● Study text:
**********
When I drop my kids off at school in the morning, I ask them one question: “What are you going to do today?” They always answer, usually without rolling their eyes and sometimes with actual enthusiasm: “HAVE FUN!!”
Having fun, to me, is the most important thing. Yes, I want them to learn and be respectful and kind and everything else, and no, I don’t want them to have fun at the expense of other people or by breaking school rules — obviously. But when it comes down to it, I know that if they are having fun, they will learn better, and make better friends, and in general, be a delight to their teachers.
And there is always fun to be had, even in the more boring or trying aspects of school, or, as the case may be, work. Or life. Finding something to love in every situation isn’t about complacency, it’s about accepting the full truth of the present moment. It’s about focusing our minds on the positive aspects of a situation, and then reaping the benefits of doing so.
A friend recently faced a nerve-wracking medical procedure for a serious illness. She was terrified, and having a hard time finding something to love about the situation, which included the possibility that she might not recover. But here are some things we came up with:
- She felt love and gratitude for the people supporting her — her doctors and nurses, her husband, her friends.
- She felt hope and gratitude because there are treatments for her illness (and super thankful she has health insurance).
- She felt deep gratitude (again) just to be alive. She came to see her fear as a part of her profound will to live.
Finding something to love even in very difficult situations involves acceptance of (and even surrender to) things that we didn’t choose and perhaps didn’t want. But instead of just pointing to the ways that a situation is hard or wrong or bad, or focusing on the things that we’d like to change, we can transform a situation by also acknowledging the positive aspects of a situation. The key: seeing that we would not get to experience these positive aspects, at least in the same way, without the difficult bits.
Seeing this fuller picture–accepting both the good and the bad in a situation–is a solid tactic for feeling happier and more more fulfilled. The positive emotions that arise when we identify what we love are tremendously functional. Gratitude, love, hope, optimism, compassion, awe — these emotions all make us healthier, happier, and more satisfied with our lives.
Take action: Have fun today. If not that, find something to love about the situation you are in.
**********
Could you print the full essay on having fun and finding something to love, word for word, from its first sentence to its last?

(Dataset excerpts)
**********
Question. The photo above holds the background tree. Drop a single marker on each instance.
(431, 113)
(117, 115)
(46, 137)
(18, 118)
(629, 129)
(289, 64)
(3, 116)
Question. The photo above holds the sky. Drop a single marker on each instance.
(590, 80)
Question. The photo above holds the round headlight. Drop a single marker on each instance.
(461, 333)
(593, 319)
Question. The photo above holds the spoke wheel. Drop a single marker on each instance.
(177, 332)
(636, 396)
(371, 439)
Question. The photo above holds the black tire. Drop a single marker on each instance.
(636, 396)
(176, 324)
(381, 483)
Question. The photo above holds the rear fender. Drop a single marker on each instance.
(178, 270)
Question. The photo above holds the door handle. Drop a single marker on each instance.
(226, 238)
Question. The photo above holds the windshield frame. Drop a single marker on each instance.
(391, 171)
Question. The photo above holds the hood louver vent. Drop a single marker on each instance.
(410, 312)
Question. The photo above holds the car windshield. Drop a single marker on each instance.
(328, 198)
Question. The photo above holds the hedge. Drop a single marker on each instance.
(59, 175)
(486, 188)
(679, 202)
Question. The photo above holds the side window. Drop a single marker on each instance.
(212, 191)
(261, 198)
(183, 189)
**********
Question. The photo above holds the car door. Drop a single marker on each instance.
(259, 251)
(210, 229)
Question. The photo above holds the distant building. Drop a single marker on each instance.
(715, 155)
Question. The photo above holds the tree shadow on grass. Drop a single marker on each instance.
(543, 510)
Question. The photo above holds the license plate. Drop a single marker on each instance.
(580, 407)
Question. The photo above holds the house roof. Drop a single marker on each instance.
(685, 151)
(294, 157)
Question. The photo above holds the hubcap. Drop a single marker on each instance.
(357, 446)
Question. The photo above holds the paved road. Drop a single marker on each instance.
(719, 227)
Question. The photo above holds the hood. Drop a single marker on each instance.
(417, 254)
**********
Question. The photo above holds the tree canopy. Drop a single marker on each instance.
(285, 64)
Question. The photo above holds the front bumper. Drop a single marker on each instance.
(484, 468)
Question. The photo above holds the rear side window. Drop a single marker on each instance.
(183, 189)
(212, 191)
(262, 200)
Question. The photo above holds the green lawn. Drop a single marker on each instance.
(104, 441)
**********
● Task response:
When I drop my kids off at school in the morning, I ask them one question: “What are you going to do today?” They always answer, usually without rolling their eyes and sometimes with actual enthusiasm: “HAVE FUN!!”
Having fun, to me, is the most important thing. Yes, I want them to learn and be respectful and kind and everything else, and no, I don’t want them to have fun at the expense of other people or by breaking school rules — obviously. But when it comes down to it, I know that if they are having fun, they will learn better, and make better friends, and in general, be a delight to their teachers.
And there is always fun to be had, even in the more boring or trying aspects of school, or, as the case may be, work. Or life. Finding something to love in every situation isn’t about complacency, it’s about accepting the full truth of the present moment. It’s about focusing our minds on the positive aspects of a situation, and then reaping the benefits of doing so.
A friend recently faced a nerve-wracking medical procedure for a serious illness. She was terrified, and having a hard time finding something to love about the situation, which included the possibility that she might not recover. But here are some things we came up with:
- She felt love and gratitude for the people supporting her — her doctors and nurses, her husband, her friends.
- She felt hope and gratitude because there are treatments for her illness (and super thankful she has health insurance).
- She felt deep gratitude (again) just to be alive. She came to see her fear as a part of her profound will to live.
Finding something to love even in very difficult situations involves acceptance of (and even surrender to) things that we didn’t choose and perhaps didn’t want. But instead of just pointing to the ways that a situation is hard or wrong or bad, or focusing on the things that we’d like to change, we can transform a situation by also acknowledging the positive aspects of a situation. The key: seeing that we would not get to experience these positive aspects, at least in the same way, without the difficult bits.
Seeing this fuller picture–accepting both the good and the bad in a situation–is a solid tactic for feeling happier and more more fulfilled. The positive emotions that arise when we identify what we love are tremendously functional. Gratitude, love, hope, optimism, compassion, awe — these emotions all make us healthier, happier, and more satisfied with our lives.
Take action: Have fun today. If not that, find something to love about the situation you are in.